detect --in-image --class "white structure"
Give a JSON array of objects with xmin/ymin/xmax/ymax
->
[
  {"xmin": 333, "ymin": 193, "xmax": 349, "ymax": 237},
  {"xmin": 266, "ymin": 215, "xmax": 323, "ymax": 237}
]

## Problem description:
Reproduce exactly the lines running from the one with "Give a JSON" to the last line of the listing above. Add nothing else.

## Your response:
Give a JSON array of objects with xmin/ymin/xmax/ymax
->
[
  {"xmin": 333, "ymin": 193, "xmax": 349, "ymax": 237},
  {"xmin": 266, "ymin": 215, "xmax": 323, "ymax": 237}
]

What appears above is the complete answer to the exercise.